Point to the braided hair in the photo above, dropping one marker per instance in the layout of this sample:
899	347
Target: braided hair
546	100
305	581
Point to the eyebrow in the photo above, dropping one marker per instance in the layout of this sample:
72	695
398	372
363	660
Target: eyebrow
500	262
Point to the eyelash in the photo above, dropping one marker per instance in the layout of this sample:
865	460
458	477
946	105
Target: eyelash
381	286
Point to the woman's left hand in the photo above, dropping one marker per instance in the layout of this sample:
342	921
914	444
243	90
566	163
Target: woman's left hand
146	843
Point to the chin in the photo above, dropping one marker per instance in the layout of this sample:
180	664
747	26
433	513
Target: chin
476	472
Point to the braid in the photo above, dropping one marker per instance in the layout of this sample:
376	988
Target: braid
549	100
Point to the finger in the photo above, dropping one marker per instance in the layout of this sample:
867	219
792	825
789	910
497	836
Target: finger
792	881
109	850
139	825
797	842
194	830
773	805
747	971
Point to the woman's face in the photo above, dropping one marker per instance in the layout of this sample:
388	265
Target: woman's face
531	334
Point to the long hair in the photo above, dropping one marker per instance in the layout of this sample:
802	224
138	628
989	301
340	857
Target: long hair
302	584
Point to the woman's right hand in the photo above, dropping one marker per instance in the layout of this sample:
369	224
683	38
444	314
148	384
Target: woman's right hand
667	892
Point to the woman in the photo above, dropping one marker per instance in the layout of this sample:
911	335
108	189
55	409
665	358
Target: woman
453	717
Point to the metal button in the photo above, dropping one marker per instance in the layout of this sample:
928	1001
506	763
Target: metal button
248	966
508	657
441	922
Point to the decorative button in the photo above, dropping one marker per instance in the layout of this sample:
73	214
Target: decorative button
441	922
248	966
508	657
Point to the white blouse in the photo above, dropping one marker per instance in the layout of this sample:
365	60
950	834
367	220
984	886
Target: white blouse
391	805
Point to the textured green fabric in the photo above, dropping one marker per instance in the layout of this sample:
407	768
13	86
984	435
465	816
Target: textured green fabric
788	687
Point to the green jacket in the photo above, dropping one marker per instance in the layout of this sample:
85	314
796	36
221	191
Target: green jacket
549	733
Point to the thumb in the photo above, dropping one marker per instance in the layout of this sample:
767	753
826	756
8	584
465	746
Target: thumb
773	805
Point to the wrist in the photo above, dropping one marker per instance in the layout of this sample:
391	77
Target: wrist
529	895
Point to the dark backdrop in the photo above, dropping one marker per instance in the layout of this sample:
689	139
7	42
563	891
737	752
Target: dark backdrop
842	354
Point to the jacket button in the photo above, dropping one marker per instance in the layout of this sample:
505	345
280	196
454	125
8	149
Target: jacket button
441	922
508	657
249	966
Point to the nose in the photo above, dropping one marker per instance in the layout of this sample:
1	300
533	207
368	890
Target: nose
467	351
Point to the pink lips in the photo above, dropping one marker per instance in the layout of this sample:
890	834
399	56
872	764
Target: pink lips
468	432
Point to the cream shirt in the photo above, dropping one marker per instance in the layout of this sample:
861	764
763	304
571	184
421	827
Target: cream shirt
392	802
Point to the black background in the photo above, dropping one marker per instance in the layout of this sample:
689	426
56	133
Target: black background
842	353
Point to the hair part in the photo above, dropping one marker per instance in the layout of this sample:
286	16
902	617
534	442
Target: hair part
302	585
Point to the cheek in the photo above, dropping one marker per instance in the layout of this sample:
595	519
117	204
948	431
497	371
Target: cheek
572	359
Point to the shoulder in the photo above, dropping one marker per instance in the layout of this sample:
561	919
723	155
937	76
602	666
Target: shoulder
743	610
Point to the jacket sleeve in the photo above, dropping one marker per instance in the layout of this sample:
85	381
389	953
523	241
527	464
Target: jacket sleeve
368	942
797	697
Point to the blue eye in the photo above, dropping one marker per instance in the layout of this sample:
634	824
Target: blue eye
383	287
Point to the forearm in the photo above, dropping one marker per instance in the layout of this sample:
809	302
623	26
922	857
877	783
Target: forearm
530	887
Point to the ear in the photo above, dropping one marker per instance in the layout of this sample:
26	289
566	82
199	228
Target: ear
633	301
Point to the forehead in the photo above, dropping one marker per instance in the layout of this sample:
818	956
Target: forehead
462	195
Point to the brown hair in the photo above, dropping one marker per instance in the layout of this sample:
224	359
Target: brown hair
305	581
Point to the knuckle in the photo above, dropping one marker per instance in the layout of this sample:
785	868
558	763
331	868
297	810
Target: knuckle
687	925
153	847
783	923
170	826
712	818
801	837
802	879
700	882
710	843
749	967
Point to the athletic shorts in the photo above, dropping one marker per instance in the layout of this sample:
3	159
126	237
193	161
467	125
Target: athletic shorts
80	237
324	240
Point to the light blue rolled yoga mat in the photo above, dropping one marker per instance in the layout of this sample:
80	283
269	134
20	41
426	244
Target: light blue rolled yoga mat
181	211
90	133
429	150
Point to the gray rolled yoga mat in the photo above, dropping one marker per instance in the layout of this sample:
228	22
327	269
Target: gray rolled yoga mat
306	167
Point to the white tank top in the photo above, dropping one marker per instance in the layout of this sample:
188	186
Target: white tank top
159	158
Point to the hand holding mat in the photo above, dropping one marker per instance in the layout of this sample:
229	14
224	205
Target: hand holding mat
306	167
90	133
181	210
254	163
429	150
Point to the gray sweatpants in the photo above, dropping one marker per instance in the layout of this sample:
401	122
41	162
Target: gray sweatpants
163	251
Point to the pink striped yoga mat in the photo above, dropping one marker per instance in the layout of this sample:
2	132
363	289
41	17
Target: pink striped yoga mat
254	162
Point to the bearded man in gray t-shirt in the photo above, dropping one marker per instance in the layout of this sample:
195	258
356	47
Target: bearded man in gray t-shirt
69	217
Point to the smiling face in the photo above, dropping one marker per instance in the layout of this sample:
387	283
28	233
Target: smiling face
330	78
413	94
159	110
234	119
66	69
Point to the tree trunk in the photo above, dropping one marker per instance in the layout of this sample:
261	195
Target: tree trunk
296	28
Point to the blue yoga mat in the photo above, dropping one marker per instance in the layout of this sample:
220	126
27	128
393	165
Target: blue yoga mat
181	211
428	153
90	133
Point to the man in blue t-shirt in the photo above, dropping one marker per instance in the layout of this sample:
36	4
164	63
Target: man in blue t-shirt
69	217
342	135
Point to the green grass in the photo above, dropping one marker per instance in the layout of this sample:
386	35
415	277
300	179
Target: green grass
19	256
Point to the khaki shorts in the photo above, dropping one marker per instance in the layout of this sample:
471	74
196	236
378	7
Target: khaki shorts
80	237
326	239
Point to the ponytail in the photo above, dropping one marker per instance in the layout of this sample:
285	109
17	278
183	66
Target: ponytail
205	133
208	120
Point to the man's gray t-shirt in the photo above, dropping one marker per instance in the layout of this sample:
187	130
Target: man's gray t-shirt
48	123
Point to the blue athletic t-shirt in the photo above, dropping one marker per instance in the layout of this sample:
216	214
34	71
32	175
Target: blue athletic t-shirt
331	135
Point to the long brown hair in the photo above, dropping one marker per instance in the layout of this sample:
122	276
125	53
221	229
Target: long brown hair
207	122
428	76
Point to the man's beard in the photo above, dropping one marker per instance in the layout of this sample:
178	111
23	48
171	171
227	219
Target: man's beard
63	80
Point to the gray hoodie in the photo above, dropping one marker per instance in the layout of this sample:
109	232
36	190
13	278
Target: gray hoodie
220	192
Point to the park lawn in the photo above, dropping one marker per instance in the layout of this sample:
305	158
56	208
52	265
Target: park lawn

**Directions**
From the data above, extract every line in its exact form.

**Full solution**
Point to the braided hair in the photo above, dropping one marker per instance in the layout of this sample:
899	347
Target: braided hair
546	100
305	581
Point to the eyebrow in the photo above, dropping one marker per instance in the layout of this sample:
72	695
398	372
363	660
Target: eyebrow
500	262
Point to the eyelash in the photo above, dropping one marker per instance in the layout of this sample:
865	460
458	477
946	105
Target: eyelash
381	286
Point to the woman's left hand in the photo above, dropping one marker per instance in the layout of this sample:
342	921
914	444
243	90
566	163
Target: woman's left hand
146	843
Point to the chin in the photo above, dropping one marker per instance in the layout of this sample:
180	664
747	26
433	513
Target: chin
476	472
Point to the braid in the photo above, dropping one marker per instance in the layout of this sample:
376	988
Target: braid
549	100
Point to the finger in the photo above, dropping one marker per instance in the layout of this sample:
867	219
792	825
789	910
497	836
Target: finger
792	881
109	850
139	825
797	842
194	830
773	805
747	971
Point to the woman's face in the photo above, dropping one marker per instance in the layout of this sample:
388	265
Target: woman's face
531	334
Point to the long hair in the photo above, dropping one marker per instance in the layout of this sample:
802	224
138	628
989	301
340	857
Target: long hair
302	584
Point to the woman's right hand in the photo above, dropping one marker per instance in the layout of this sample:
369	224
683	38
444	314
148	384
Target: woman's right hand
667	892
Point to the woman in the photo above, dropping one marker per instance in the layout of this sample:
911	335
108	189
55	409
665	358
Target: woman
453	717
Point to the metal button in the photo above, dropping one marker per instance in the layout of this sample:
928	1001
506	763
Target: metal button
248	966
508	657
441	922
Point to the decorative button in the photo above, dropping one marker per instance in the layout of this sample:
73	214
Target: decorative button
441	922
248	966
508	657
Point to the white blouse in the photo above, dropping one marker per instance in the layout of this sample:
365	60
950	834
367	220
984	886
Target: white blouse
391	805
Point to the textured green fabric in the photo above, dropping one marker per instance in the layout of this sample:
407	768
13	86
984	435
465	816
Target: textured green fabric
788	687
Point to the green jacket in the photo above, dropping one marker per instance in the layout of this sample:
85	314
796	36
221	191
Target: green jacket
549	733
Point to the thumb in the photo above, dropping one marker per instance in the layout of this sample:
767	753
826	756
8	584
465	746
Target: thumb
773	805
Point to the wrist in the photo above, dropping one marker per instance in the layout of this sample:
391	77
Target: wrist
529	895
Point to the dark backdrop in the photo above, dropping one marker per instance in the layout of this sample:
689	139
7	42
563	891
737	752
Target: dark backdrop
842	354
Point to the jacket button in the photo above, dropping one marker per instance in the layout of this sample:
505	345
280	196
454	125
8	149
Target: jacket button
441	922
508	657
249	966
Point to the nose in the photo above, dropping one marker per instance in the layout of this sample:
1	300
533	207
368	890
Target: nose
467	351
Point to the pink lips in the photo above, dropping one marker per instance in the layout of this sample:
890	834
399	56
872	764
Target: pink lips
468	432
Point to the cream shirt in the photo above, dropping one marker per instance in the layout of this sample:
861	764
763	304
571	184
421	827
Target: cream shirt
392	802
Point to the black background in the photo above, dropping one marker per instance in the layout of this sample:
689	426
56	133
Target: black background
842	353
Point to the hair part in the photo above, dropping one marker per instance in the layout of this sample:
286	16
902	617
534	442
Target: hair part
302	585
Point to the cheek in the photo above, dropping one marker per instance in the layout of this sample:
595	519
117	204
948	431
497	371
Target: cheek
572	359
Point to the shoulder in the photo above, dropping one marker per instance in the layout of this sample:
561	919
723	155
937	76
602	666
Target: shoulder
743	610
Point to the jacket sleeve in the photo above, dropping one marker per instance in the layout of this sample:
85	381
389	953
523	241
527	464
Target: jacket sleeve
368	942
797	697
Point to the blue eye in the photo above, dropping one marker per instance in the layout of this sample:
634	824
Target: blue eye
383	287
Point to the forearm in the photo above, dropping one marker per instance in the layout of this sample:
809	302
623	26
922	857
877	783
Target: forearm
530	887
Point to the ear in the photo above, dropping one marker per instance in the layout of this sample:
26	289
566	82
199	228
Target: ear
633	301
Point to the forehead in the photo above, dropping one marker per instance in the layout of this sample:
818	956
Target: forehead
462	195
Point to the brown hair in the photo above, dropping one marker per instance in the layout of this sample:
224	359
Target: brown hair
305	581
Point to the knuckle in the photo above, dropping one marker per instance in the layout of this sample:
785	868
558	763
331	868
297	810
Target: knuckle
687	925
153	847
783	923
170	826
712	818
801	837
802	879
700	882
710	843
749	967
Point to the athletic shorts in the photo above, dropping one marker per instance in the layout of this sample:
3	159
126	237
193	161
467	125
Target: athletic shorts
80	237
324	240
Point to the light blue rolled yoga mat in the photo above, dropping one marker per instance in the layout of this sample:
80	283
269	134
20	41
426	244
Target: light blue rolled yoga mat
181	211
90	133
429	150
Point to the gray rolled yoga mat in the photo above, dropping one marker per instance in the layout of this sample:
228	22
327	269
Target: gray rolled yoga mat
306	167
Point to the white tank top in the photo above, dropping one marker per instance in the layout of this sample:
188	186
Target: white tank top
159	158
Point to the hand holding mat in the photo above, dropping one marker per instance in the layout of this sample:
229	14
224	205
Target: hand holding mat
306	167
90	133
181	210
254	163
429	150
Point to the gray sweatpants in the photo above, dropping one marker per instance in the layout of this sample:
401	122
41	162
Target: gray sweatpants
163	251
Point to the pink striped yoga mat in the photo above, dropping one marker per instance in the layout of this sample:
2	132
363	289
41	17
Target: pink striped yoga mat
254	162
Point to the bearded man in gray t-shirt in the photo above, dropping one marker per instance in the layout of this sample:
195	258
356	47
Target: bearded man in gray t-shirt
69	217
Point to the smiling face in the photo above, dropping one marker per instance in the layout of this sample:
387	283
28	233
Target: smiling face
330	78
413	94
159	110
234	119
66	69
Point to the tree trunk in the photo above, dropping one marker per instance in the layout of this sample:
261	195
Target: tree trunk
296	28
Point to the blue yoga mat in the photo above, dropping one marker per instance in the layout of this sample:
220	126
27	128
393	165
Target: blue yoga mat
181	211
428	153
90	133
Point to the man in blue t-shirt in the photo above, dropping one marker per instance in the layout of this sample:
36	4
164	63
Target: man in blue t-shirt
69	217
342	135
Point to the green grass in the photo above, dropping one marker per instance in the layout of this sample:
386	35
415	277
300	179
Target: green grass
19	256
Point to the khaki shorts in the photo above, dropping one marker per instance in the layout of this sample:
471	74
196	236
378	7
Target: khaki shorts
80	237
326	239
Point to the ponytail in the photo above, dropping one marker per instance in the layout of this sample:
285	109
17	278
183	66
Target: ponytail
205	133
208	120
Point to the man's gray t-shirt in the photo above, dropping one marker per instance in the layout of this sample:
187	130
Target: man's gray t-shirt
48	123
Point to the blue athletic t-shirt in the photo above, dropping one marker per instance in the layout of this sample:
216	214
34	71
32	175
Target: blue athletic t-shirt
331	135
Point to the long brown hair in the photo above, dropping one marker per instance in the layout of this sample:
122	276
125	53
221	229
Target: long brown hair
207	122
428	76
Point to the man's beard in the photo above, dropping one marker per instance in the layout of this sample:
178	111
23	48
171	171
227	219
Target: man's beard
63	80
Point to the gray hoodie in the photo above, dropping one marker per instance in the layout of this sample:
109	232
36	190
13	278
Target: gray hoodie
220	192
Point to the park lawn in the photo above, dropping one marker per instance in the layout of this sample:
305	158
56	208
52	265
Target: park lawn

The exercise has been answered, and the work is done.